Your assignment:
Output every entry verbatim.

(Stored items)

━━━━━━━━

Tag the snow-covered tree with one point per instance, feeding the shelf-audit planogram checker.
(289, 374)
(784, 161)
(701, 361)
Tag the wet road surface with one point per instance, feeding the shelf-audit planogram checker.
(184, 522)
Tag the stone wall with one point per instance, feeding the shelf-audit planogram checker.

━━━━━━━━

Answer below:
Tag the snow-covered tree with one point per instance, feeding the shelf-audit planogram checker.
(289, 374)
(784, 161)
(701, 361)
Tag the wet road surface with one point per instance, feeding the shelf-audit planogram checker.
(184, 522)
Tag the stone wall with one point per instance, feeding the shelf-audit planogram checker.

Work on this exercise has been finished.